**TASK PROMPT:** Copy every one of the following items verbatim, keeping each line and number unchanged.

**EXTRACTED RECORDS:**
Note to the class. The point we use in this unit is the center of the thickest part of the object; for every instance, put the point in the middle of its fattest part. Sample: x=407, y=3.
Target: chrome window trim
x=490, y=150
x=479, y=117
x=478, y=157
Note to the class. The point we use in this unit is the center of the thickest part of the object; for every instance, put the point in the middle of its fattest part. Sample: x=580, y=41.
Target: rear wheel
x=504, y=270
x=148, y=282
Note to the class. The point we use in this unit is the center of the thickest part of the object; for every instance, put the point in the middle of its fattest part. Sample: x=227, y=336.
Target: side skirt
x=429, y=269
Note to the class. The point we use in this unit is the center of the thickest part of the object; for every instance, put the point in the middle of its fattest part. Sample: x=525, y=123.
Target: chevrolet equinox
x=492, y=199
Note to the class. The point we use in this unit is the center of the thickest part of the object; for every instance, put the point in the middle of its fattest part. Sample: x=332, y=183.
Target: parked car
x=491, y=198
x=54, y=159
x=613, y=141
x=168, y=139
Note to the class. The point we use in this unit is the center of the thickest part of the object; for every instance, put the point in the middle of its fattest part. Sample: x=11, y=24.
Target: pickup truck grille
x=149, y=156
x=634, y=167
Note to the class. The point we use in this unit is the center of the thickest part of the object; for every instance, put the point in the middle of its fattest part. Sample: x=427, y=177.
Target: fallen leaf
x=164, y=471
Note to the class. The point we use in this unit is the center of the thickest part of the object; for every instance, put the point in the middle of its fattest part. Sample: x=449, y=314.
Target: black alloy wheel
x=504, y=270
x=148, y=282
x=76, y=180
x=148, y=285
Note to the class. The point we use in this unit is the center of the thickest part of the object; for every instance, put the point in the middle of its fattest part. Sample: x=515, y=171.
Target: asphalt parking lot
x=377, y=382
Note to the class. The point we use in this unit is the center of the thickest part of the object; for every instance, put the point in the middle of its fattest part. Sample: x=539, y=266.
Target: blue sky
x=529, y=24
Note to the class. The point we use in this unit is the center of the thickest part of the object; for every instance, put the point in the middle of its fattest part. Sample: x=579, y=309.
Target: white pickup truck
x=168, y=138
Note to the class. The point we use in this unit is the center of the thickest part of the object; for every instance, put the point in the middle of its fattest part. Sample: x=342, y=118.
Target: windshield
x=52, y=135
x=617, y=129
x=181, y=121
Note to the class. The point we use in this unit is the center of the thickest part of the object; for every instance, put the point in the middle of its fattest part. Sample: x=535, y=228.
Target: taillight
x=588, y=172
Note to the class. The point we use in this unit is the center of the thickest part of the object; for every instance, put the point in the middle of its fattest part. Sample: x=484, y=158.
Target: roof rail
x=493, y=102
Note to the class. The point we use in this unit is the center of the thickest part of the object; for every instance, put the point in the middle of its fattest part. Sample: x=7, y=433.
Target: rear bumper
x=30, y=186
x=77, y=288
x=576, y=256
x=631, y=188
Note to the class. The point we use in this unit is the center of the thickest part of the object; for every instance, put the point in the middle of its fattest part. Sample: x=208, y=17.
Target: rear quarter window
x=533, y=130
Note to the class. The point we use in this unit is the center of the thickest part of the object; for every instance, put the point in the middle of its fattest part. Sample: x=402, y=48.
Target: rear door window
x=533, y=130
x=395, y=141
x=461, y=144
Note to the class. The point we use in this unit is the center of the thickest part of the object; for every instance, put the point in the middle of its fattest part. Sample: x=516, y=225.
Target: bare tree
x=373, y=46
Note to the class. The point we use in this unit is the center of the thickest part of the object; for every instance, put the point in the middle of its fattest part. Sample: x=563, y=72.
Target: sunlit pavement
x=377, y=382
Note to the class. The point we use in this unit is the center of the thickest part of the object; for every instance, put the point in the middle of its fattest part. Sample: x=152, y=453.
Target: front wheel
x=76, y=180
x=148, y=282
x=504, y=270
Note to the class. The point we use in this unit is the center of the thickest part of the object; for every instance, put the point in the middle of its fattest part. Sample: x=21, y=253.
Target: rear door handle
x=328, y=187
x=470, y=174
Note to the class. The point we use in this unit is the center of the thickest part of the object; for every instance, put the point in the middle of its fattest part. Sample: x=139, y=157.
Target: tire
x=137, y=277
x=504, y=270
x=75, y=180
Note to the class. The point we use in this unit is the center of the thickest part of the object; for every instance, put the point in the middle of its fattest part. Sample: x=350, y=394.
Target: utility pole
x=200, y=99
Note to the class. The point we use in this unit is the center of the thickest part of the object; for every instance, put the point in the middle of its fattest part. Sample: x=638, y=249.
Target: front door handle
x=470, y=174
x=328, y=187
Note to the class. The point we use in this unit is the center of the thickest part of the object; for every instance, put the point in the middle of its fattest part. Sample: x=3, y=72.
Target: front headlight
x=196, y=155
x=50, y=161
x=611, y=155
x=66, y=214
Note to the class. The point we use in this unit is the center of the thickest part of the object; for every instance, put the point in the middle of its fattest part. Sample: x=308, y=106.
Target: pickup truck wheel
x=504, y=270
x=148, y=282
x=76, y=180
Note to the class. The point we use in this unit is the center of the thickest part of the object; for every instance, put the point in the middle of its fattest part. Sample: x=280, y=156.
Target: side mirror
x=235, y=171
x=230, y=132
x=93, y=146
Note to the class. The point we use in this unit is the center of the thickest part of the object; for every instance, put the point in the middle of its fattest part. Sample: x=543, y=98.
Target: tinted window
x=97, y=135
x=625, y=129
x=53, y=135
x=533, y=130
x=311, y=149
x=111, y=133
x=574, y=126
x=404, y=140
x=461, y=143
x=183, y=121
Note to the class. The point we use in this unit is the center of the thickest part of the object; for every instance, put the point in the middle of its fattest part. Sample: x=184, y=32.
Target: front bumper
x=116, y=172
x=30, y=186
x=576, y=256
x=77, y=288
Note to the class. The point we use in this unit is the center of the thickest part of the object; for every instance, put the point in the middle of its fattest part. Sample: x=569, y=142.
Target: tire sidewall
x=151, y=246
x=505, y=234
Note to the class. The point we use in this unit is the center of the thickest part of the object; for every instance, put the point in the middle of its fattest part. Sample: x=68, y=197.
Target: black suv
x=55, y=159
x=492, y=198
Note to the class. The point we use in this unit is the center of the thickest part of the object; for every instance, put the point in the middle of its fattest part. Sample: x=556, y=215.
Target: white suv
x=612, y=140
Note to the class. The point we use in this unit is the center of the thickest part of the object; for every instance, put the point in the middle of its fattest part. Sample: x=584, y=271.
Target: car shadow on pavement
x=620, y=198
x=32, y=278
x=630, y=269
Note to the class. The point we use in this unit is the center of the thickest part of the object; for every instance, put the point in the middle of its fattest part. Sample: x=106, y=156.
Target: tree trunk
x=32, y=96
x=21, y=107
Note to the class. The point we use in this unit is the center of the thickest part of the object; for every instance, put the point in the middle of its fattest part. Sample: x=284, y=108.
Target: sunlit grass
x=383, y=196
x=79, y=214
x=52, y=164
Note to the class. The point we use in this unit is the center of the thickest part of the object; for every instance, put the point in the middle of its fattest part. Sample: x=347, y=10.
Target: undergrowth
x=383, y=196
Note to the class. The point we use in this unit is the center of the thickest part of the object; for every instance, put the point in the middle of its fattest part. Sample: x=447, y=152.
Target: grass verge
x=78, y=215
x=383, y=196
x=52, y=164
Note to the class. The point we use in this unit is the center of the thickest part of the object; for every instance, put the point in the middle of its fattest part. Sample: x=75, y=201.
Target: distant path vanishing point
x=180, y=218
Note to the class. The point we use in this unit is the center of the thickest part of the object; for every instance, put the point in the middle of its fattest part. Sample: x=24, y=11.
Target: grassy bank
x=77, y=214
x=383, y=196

**COMPLETED TASK:**
Note to the class. The point we use in this unit is the center of the thickest part of the object; for every instance, put the point in the middle of its fattest part. Sample: x=407, y=3.
Target: chrome window trim
x=490, y=150
x=479, y=117
x=478, y=157
Note to the class. The point we use in this unit is the center of the thickest part of the object; for every instance, put the point in the middle of its fattest part. Sample: x=580, y=41.
Target: rear wheel
x=504, y=270
x=148, y=282
Note to the class. The point we use in this unit is the center of the thickest part of the object; for every instance, put the point in the middle of its fattest part. Sample: x=227, y=336.
Target: side skirt
x=429, y=269
Note to the class. The point we use in this unit is the center of the thickest part of the object; for every instance, put the point in the middle of its fattest part. Sample: x=525, y=123.
Target: chevrolet equinox
x=492, y=199
Note to the class. The point we use in this unit is the center of the thickest part of the object; for every instance, put the point in the middle of its fattest part. Sample: x=332, y=183.
Target: parked car
x=491, y=198
x=54, y=159
x=613, y=141
x=168, y=139
Note to the class. The point we use in this unit is the center of the thickest part of the object; for every instance, put the point in the middle of its fattest part. Sample: x=11, y=24.
Target: pickup truck grille
x=149, y=156
x=634, y=167
Note to the class. The point we use in this unit is the center of the thickest part of the object; for every instance, put the point in the middle of its fattest part. Sample: x=427, y=177.
Target: fallen leaf
x=164, y=471
Note to the class. The point we use in this unit is the center of the thickest part of the object; for every instance, put the point in the middle of its fattest part. Sample: x=449, y=314.
Target: black alloy wheel
x=504, y=270
x=148, y=282
x=76, y=180
x=148, y=285
Note to the class. The point we use in this unit is the center of the thickest part of the object; for every instance, put the point in the middle of its fattest part. Sample: x=515, y=171.
Target: asphalt parking lot
x=377, y=382
Note to the class. The point we use in this unit is the center of the thickest part of the object; for every instance, put the point in the middle of its fattest part. Sample: x=539, y=266.
Target: blue sky
x=529, y=24
Note to the class. The point we use in this unit is the center of the thickest part of the object; for every instance, put the point in the middle of its fattest part. Sample: x=579, y=309.
Target: white pickup truck
x=168, y=138
Note to the class. The point we use in this unit is the center of the thickest part of the object; for every instance, put the point in the middle of its fattest part. Sample: x=342, y=118.
Target: windshield
x=52, y=135
x=617, y=129
x=181, y=121
Note to the class. The point we use in this unit is the center of the thickest part of the object; for every instance, put the point in the middle of its fattest part. Sample: x=535, y=228.
Target: taillight
x=588, y=172
Note to the class. The point we use in this unit is the center of the thickest part of the object; for every instance, put the point in the middle of its fattest part. Sample: x=484, y=158.
Target: roof rail
x=493, y=102
Note to the class. The point we use in this unit is the center of the thickest part of the object; for every instance, put the point in the middle of its fattest part. Sample: x=7, y=433.
Target: rear bumper
x=30, y=186
x=77, y=288
x=576, y=256
x=631, y=188
Note to the class. The point we use in this unit is the center of the thickest part of the object; for every instance, put the point in the middle of its fattest part. Sample: x=208, y=17.
Target: rear quarter window
x=533, y=130
Note to the class. The point we use in this unit is the center of the thickest part of the object; for every instance, put the point in the middle of its fattest part. Sample: x=402, y=48.
Target: rear door window
x=533, y=130
x=395, y=141
x=461, y=144
Note to the class. The point we use in this unit is the center of the thickest part of the object; for every instance, put the point in the middle of its fattest part. Sample: x=516, y=225.
Target: bare tree
x=373, y=46
Note to the class. The point we use in this unit is the center of the thickest part of the object; for every instance, put the point in the middle of its fattest part. Sample: x=563, y=72.
Target: sunlit pavement
x=377, y=382
Note to the class. The point we use in this unit is the center of the thickest part of the object; for every instance, put the point in the middle of its fattest part. Sample: x=152, y=453.
Target: front wheel
x=76, y=180
x=148, y=282
x=504, y=270
Note to the class. The point we use in this unit is the center of the thickest part of the object; for every instance, put the point in the middle of its fattest part. Sample: x=21, y=253.
Target: rear door handle
x=328, y=187
x=470, y=174
Note to the class. The point we use in this unit is the center of the thickest part of the object; for every instance, put the point in the middle of its fattest part. Sample: x=139, y=157.
Target: tire
x=137, y=277
x=504, y=270
x=75, y=180
Note to the class. The point we use in this unit is the center of the thickest part of the object; for every instance, put the point in the middle of its fattest part. Sample: x=350, y=394.
Target: utility pole
x=200, y=99
Note to the class. The point we use in this unit is the center of the thickest part of the object; for every instance, put the point in the middle of its fattest part. Sample: x=638, y=249.
Target: front door handle
x=470, y=174
x=328, y=187
Note to the class. The point we use in this unit is the center of the thickest part of the object; for every instance, put the point in the middle of its fattest part. Sample: x=3, y=72.
Target: front headlight
x=196, y=155
x=50, y=161
x=611, y=155
x=66, y=214
Note to the class. The point we use in this unit is the center of the thickest part of the object; for every instance, put the point in the middle of its fattest part. Sample: x=308, y=106.
Target: pickup truck wheel
x=504, y=270
x=148, y=282
x=76, y=180
Note to the class. The point we use in this unit is the center of the thickest part of the object; for every instance, put the point in the middle of its fattest part. Sample: x=280, y=156.
Target: side mirror
x=235, y=171
x=230, y=132
x=93, y=146
Note to the class. The point we use in this unit is the center of the thickest part of the object; for every instance, put the point in the middle of its fattest part. Sample: x=543, y=98.
Target: tinted window
x=97, y=135
x=625, y=129
x=53, y=135
x=533, y=130
x=311, y=149
x=111, y=133
x=574, y=126
x=404, y=140
x=461, y=143
x=183, y=121
Note to the class. The point we use in this unit is the center of the thickest part of the object; for every instance, put the point in the middle of its fattest part. Sample: x=184, y=32.
Target: front bumper
x=116, y=172
x=30, y=186
x=576, y=256
x=77, y=288
Note to the class. The point we use in this unit is the center of the thickest part of the object; for every instance, put the point in the middle of its fattest part. Sample: x=569, y=142.
Target: tire sidewall
x=151, y=246
x=505, y=234
Note to the class. The point we use in this unit is the center of the thickest part of the object; for every instance, put the point in the middle of its fattest part. Sample: x=68, y=197.
Target: black suv
x=55, y=159
x=492, y=198
Note to the class. The point we use in this unit is the center of the thickest part of the object; for every instance, put the point in the middle of its fattest part. Sample: x=556, y=215.
Target: white suv
x=612, y=140
Note to the class. The point we use in this unit is the center of the thickest part of the object; for every instance, put the point in the middle of its fattest part. Sample: x=584, y=271.
Target: car shadow on pavement
x=620, y=198
x=32, y=278
x=630, y=269
Note to the class. The point we use in this unit is the center of the thickest part of the object; for every instance, put the point in the middle of its fattest part. Sample: x=106, y=156.
Target: tree trunk
x=32, y=96
x=21, y=107
Note to the class. The point we use in this unit is the center of the thickest part of the object; for every instance, put the point in the middle of its fattest part. Sample: x=284, y=108.
Target: sunlit grass
x=383, y=196
x=79, y=214
x=52, y=164
Note to the class. The point we use in this unit is the center of the thickest part of the object; for every instance, put the point in the middle of its fattest part. Sample: x=347, y=10.
Target: undergrowth
x=383, y=196
Note to the class. The point we use in this unit is the center of the thickest part of the object; for every instance, put the point in the middle of its fattest part. Sample: x=447, y=152.
Target: grass verge
x=78, y=215
x=383, y=196
x=52, y=164
Note to the class. The point we use in this unit is the center of the thickest part of the object; for every instance, put the point in the middle of its fattest part. Sample: x=75, y=201.
Target: distant path vanishing point
x=180, y=218
Note to the class. The point we use in this unit is the center of the thickest part of the object; for every instance, put the point in the middle of its fattest part. Sample: x=24, y=11.
Target: grassy bank
x=77, y=214
x=383, y=196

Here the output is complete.